> _Supplied passage_
══════
Other doctors, such as Pearlman, feel strongly that compounded
bioidenticals prescribed by a doctor with expertise in the area are important tools to help women. “If you’re premenopausal or perimenopausal, there are no approved options,” says Pearlman, “and these are often the most symptomatic women who are getting their periods on an irregular basis. Often these women may not be sleeping, they have brain fog, they have body shape or weight changes, they’re irritable and impatient, and it’s affecting their professional and personal world.” At that stage, the only thing that GPs can prescribe is the Pill and/or antidepressants, as menopausal hormone therapy is currently only indicated after 12 months have elapsed from the woman’s last period.
Compounding allows Pearlman, who for 10 years helped run the largest menopause clinic in Canada, at Mount Sinai Hospital, to do things that can’t be done conventionally. For example, she says, there is a huge body of evidence for the use of testosterone, the primary male sex hormone, to treat low libido in women. “In parts of the world, this would be a government-approved product but, in Canada, there’s no approval for testosterone in women, despite the benefits being supported by clinical evidence,” Pearlman explains. “As opposed to trying to work with male products that would overdose a woman, I often choose to provide a more customized solution in the right dose, format and vehicle for application.”
Where there is no difference of opinion between these experts is on the subject of so-called bioidentical compounds that are ordered by alternative-care practitioners. Pearlman believes that the post-WHI panic left room for other unregulated, unmonitored providers to fill the void. “It’s a total falsehood that creams from naturopaths are in any way safer,” says Pearlman. “People have mixed up the idea of compounding and the false use of the word ‘natural’ with the pseudoscience that’s being peddled out there. It’s the Wild West. I condone none of that.”
══════
> _Task instructions_
A: Can you rewrite the stretch from "Other doctors, such" through "woman’s last period." in the passage on compounded bioidentical hormones, changing "GPs" to "family doctors"?
B: Could you continue the passage on compounded bioidentical hormones from the point where it stops?
The listing comes from a separate source.
══════
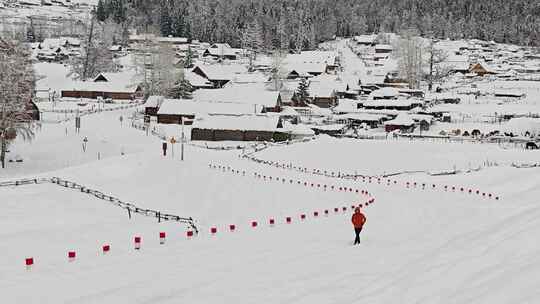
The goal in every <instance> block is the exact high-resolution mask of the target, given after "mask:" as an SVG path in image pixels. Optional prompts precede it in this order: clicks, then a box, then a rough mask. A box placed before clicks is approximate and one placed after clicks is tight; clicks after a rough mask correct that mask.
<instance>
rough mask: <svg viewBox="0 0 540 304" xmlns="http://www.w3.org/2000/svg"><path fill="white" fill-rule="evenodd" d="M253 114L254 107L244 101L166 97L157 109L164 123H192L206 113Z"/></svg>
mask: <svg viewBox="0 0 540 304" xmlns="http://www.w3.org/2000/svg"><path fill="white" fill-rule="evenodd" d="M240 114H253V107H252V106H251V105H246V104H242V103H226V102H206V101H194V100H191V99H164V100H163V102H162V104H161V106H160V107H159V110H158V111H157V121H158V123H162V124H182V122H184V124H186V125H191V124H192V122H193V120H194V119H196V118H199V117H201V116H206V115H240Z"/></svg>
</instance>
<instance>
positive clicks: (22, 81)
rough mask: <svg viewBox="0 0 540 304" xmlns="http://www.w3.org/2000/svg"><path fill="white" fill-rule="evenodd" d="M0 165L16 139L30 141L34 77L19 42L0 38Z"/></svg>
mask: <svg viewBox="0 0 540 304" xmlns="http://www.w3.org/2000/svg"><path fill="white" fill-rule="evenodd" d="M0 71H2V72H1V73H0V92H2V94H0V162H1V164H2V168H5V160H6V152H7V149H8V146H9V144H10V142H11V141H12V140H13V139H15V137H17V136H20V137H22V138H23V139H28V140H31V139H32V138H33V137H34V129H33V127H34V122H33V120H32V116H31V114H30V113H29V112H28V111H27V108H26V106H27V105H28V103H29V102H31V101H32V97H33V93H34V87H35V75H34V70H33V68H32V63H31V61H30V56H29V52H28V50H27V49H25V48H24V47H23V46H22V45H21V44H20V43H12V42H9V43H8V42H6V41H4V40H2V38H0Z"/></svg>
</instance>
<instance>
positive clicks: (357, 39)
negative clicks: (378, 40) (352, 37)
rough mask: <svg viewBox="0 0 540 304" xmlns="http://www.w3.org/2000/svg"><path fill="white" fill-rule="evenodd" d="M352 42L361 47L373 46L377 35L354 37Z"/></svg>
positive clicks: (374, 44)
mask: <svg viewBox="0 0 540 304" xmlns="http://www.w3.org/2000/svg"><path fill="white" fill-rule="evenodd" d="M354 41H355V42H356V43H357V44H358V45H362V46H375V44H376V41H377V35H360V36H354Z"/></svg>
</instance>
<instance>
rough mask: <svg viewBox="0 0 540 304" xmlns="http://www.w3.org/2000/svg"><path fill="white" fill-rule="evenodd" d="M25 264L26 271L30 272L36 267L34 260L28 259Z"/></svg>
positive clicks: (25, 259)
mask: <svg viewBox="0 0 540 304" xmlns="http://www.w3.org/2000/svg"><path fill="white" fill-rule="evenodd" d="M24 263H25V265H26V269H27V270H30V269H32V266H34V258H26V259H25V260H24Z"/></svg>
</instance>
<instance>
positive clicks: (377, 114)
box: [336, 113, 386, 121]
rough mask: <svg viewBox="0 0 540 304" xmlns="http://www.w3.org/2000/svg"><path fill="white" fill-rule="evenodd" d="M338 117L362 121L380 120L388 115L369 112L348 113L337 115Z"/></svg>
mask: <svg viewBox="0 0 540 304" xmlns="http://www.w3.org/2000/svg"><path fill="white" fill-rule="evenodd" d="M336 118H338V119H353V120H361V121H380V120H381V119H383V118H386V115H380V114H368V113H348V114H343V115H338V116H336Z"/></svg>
══════
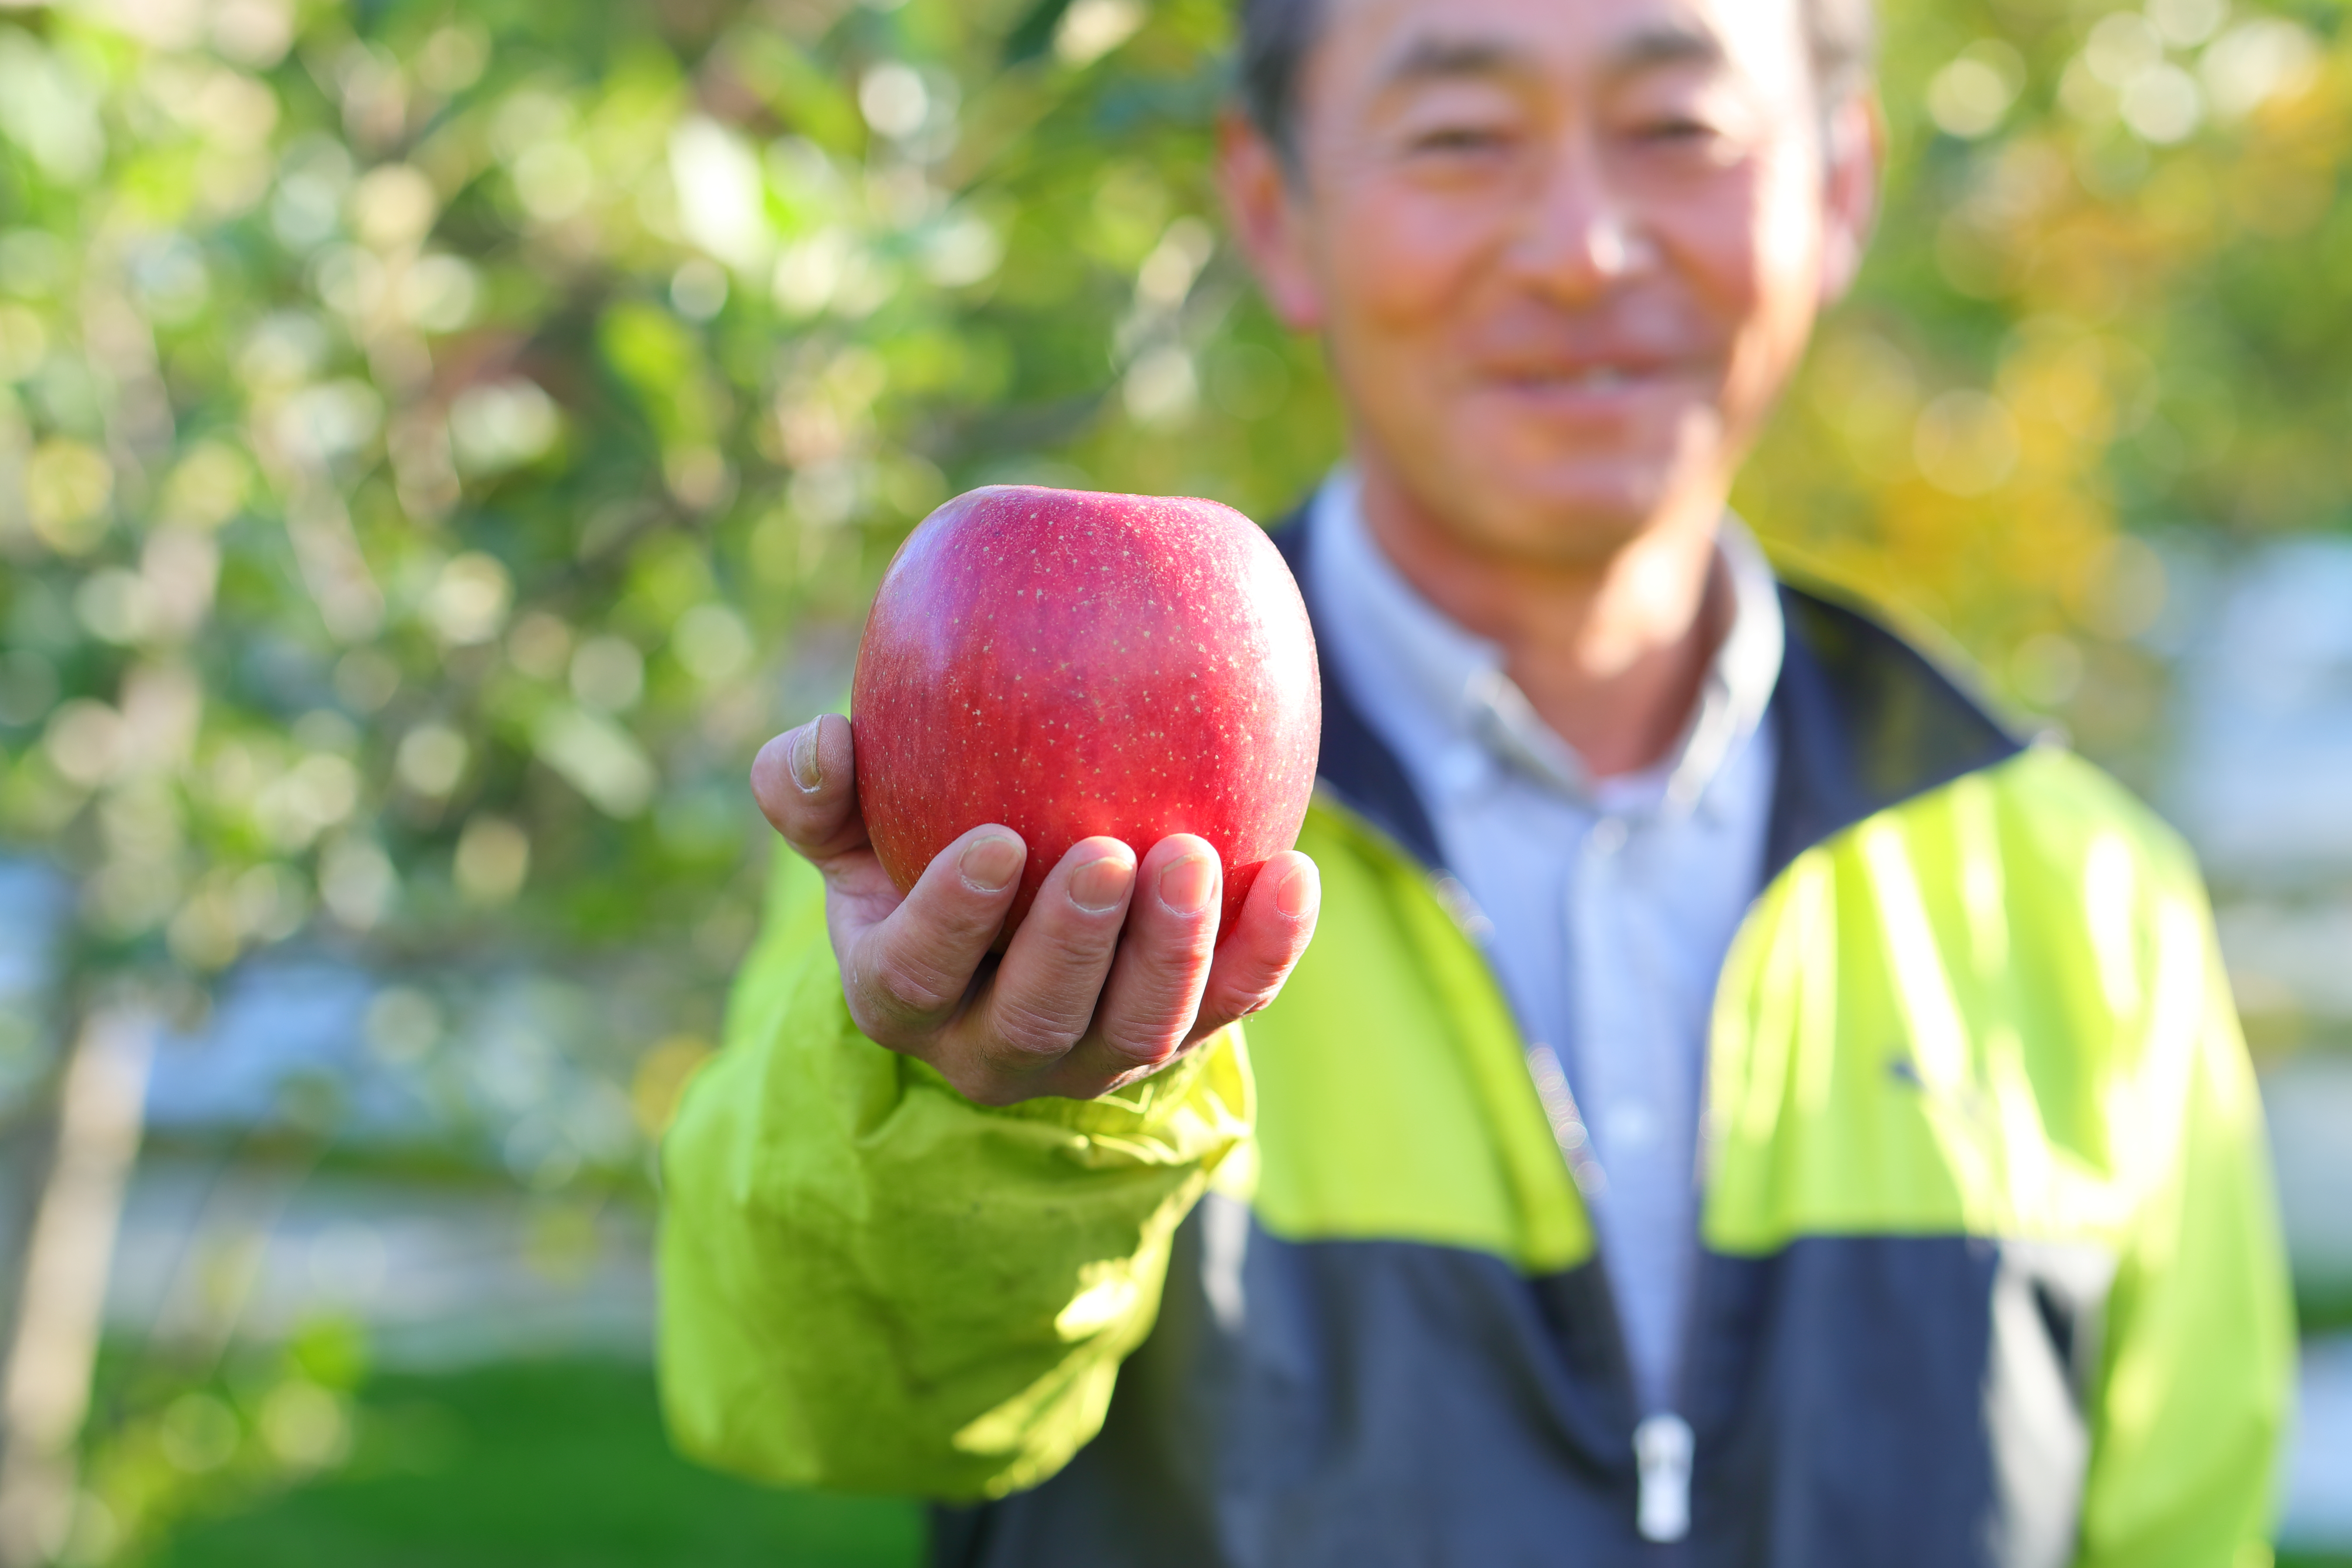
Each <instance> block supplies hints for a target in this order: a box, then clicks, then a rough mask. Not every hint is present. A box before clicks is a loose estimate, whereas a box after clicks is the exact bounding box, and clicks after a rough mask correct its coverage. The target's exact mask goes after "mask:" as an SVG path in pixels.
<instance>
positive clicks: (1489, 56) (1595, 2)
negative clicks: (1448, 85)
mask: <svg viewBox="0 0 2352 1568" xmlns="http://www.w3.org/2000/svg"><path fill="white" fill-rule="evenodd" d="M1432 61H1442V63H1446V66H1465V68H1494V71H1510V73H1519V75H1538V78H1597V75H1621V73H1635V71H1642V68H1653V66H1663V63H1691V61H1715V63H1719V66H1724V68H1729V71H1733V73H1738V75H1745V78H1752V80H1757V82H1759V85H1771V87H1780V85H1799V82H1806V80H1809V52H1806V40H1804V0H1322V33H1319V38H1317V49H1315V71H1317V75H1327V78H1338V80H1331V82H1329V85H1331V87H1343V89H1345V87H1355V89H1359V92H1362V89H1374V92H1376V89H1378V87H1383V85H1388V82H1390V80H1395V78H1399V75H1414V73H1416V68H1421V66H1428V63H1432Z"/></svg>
══════
> _Answers for this exercise_
A:
Other doctors, such as Pearlman, feel strongly that compounded
bioidenticals prescribed by a doctor with expertise in the area are important tools to help women. “If you’re premenopausal or perimenopausal, there are no approved options,” says Pearlman, “and these are often the most symptomatic women who are getting their periods on an irregular basis. Often these women may not be sleeping, they have brain fog, they have body shape or weight changes, they’re irritable and impatient, and it’s affecting their professional and personal world.” At that stage, the only thing that family doctors can prescribe is the Pill and/or antidepressants, as menopausal hormone therapy is currently only indicated after 12 months have elapsed from the woman’s last period.

B:
Shapiro agrees. “I caution women that if they go to someone who says ‘I’m going to make something based on your saliva,’ which is certainly not based on medical evidence, that it is not safer and may be more harmful,” she says. “I don’t want women to believe there are no side-effects because they’re so-called bioidentical and compounded. That’s just not true.”
Hormone therapy has come a long way since the Women’s Health Initiative and, for the right woman, it can be a godsend. Shapiro encourages women to get their information from a knowledgeable health-care practitioner. NAMS certifies doctors who have completed menopause competency exams, and a list of some of those experts is on the organization’s website.
Are there concerns about HT? There are side-effects to every medication, and taking anything is always a question of weighing benefits to risks. Women should never suffer needlessly. “We’ve learned a lot since 2001,” says Blake. “There’s not too much in medicine that is governed by a single study that’s 18 years old. So it’s time to give it another look.”